SOURCE EXCERPT:
# Seized sub, what causes that?



## ZMan2k2 (Mar 11, 2014)

I've been running two Sundown Audio SD-2 10" subs off of an SAZ-1500D amp for about 6 months now. The subs have been performing wonderfully in sealed enclosures. This past weekend, I swapped the subs to my newly built ported enclosure (which didn't fit properly ), and the output sucked. So I swapped back in the sealed enclosure for now, and found out that one of the subs is seized. The cone will not move, no matter how much you push on it. Nothing. What causes that, and can it be fixed? I wired the whole thing into 1 ohm, which I've been running since I got the amp. Hopefully it's a warranty thing, but I'm wondering why it did it now?


----------



## minbari (Mar 3, 2011)

assuming that the frame isnt bent and pinching on the VC, most of the time when a cone wont move it is because the VC is fried. The windings of the coil unwind and jam up in the mag gap and seize it up.

if they offer a recone of the sub, you can do that. Otherwise see if they will replace it or buy a new one.

you are exceeding RMS by a little bit, how hard do you push them?


----------



## ZMan2k2 (Mar 11, 2014)

Actually, the SAZ-1500D was recommended to me by Sundown themselves. I push them hard, but nothing crazy, I still have the gain set to about 3/4's on the amp. If the VC fried, they do offer a recone service for warranty people, which I qualify for. So, I guess I'll wait for Sundown to respond, and see what they say.


----------



## cajunner (Apr 13, 2007)

look closely at the metal plates at the top and the bottom of the magnet "sandwich"

if you see anything that looks out of round, or between slugs, you have a shifted magnet which clamps the coil solidly.

you can check to see if one side of the cone is moving very slightly and the other side is stuck without any movement, this is because the coil is only clamped to one spot in the gap.

DATASET CONTENT:
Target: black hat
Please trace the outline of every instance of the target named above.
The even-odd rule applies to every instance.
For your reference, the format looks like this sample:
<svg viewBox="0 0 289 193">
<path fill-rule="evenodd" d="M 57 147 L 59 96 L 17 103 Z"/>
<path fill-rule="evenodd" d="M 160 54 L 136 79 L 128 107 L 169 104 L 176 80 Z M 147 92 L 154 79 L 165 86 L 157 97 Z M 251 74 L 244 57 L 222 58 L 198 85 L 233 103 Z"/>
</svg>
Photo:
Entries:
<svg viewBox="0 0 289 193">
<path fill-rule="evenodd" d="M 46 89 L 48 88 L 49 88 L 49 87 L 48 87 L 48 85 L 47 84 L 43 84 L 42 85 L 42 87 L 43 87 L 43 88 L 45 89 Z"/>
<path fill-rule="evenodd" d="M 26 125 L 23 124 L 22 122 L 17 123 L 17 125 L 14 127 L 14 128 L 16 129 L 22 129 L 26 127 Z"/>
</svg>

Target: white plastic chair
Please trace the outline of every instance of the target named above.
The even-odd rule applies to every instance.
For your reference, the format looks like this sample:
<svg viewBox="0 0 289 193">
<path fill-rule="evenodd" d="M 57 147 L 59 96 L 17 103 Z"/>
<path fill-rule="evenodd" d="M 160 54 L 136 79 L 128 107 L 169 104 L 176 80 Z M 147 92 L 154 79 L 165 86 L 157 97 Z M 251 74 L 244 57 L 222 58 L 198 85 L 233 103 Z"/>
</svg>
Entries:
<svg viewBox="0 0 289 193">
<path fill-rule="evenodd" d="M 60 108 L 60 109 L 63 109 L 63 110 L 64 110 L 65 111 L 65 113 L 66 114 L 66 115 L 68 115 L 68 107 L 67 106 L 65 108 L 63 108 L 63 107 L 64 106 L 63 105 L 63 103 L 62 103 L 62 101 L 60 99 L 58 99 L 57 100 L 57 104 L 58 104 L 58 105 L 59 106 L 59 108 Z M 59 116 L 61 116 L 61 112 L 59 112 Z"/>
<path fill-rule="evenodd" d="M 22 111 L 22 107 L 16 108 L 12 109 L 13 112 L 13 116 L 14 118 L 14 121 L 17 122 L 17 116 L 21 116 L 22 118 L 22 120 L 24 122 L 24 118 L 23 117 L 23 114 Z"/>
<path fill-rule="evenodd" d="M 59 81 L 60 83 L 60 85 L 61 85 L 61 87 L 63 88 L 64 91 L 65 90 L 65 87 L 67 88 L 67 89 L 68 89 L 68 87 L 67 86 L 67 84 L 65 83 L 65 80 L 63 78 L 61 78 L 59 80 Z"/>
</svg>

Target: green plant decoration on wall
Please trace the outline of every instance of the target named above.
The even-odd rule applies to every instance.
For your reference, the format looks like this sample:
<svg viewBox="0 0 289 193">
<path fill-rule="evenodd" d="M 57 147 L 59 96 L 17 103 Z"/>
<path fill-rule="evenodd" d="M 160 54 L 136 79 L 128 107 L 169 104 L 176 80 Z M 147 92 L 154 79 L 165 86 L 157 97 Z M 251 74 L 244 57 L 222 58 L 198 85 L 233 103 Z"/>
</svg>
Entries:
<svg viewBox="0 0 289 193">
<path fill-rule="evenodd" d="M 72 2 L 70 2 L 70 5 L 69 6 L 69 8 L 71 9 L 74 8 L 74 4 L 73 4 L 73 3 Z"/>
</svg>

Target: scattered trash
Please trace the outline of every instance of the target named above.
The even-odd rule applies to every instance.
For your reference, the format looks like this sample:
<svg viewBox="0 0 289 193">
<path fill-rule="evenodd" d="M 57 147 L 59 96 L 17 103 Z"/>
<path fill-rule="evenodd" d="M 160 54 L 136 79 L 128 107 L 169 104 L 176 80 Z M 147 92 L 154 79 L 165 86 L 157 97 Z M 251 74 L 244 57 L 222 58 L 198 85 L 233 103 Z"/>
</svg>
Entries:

EXERCISE BRIEF: Return the forum thread on the seized subwoofer word for word, from its title to its final reply.

WORKED SOLUTION:
# Seized sub, what causes that?



## ZMan2k2 (Mar 11, 2014)

I've been running two Sundown Audio SD-2 10" subs off of an SAZ-1500D amp for about 6 months now. The subs have been performing wonderfully in sealed enclosures. This past weekend, I swapped the subs to my newly built ported enclosure (which didn't fit properly ), and the output sucked. So I swapped back in the sealed enclosure for now, and found out that one of the subs is seized. The cone will not move, no matter how much you push on it. Nothing. What causes that, and can it be fixed? I wired the whole thing into 1 ohm, which I've been running since I got the amp. Hopefully it's a warranty thing, but I'm wondering why it did it now?


----------



## minbari (Mar 3, 2011)

assuming that the frame isnt bent and pinching on the VC, most of the time when a cone wont move it is because the VC is fried. The windings of the coil unwind and jam up in the mag gap and seize it up.

if they offer a recone of the sub, you can do that. Otherwise see if they will replace it or buy a new one.

you are exceeding RMS by a little bit, how hard do you push them?


----------



## ZMan2k2 (Mar 11, 2014)

Actually, the SAZ-1500D was recommended to me by Sundown themselves. I push them hard, but nothing crazy, I still have the gain set to about 3/4's on the amp. If the VC fried, they do offer a recone service for warranty people, which I qualify for. So, I guess I'll wait for Sundown to respond, and see what they say.


----------



## cajunner (Apr 13, 2007)

look closely at the metal plates at the top and the bottom of the magnet "sandwich"

if you see anything that looks out of round, or between slugs, you have a shifted magnet which clamps the coil solidly.

you can check to see if one side of the cone is moving very slightly and the other side is stuck without any movement, this is because the coil is only clamped to one spot in the gap.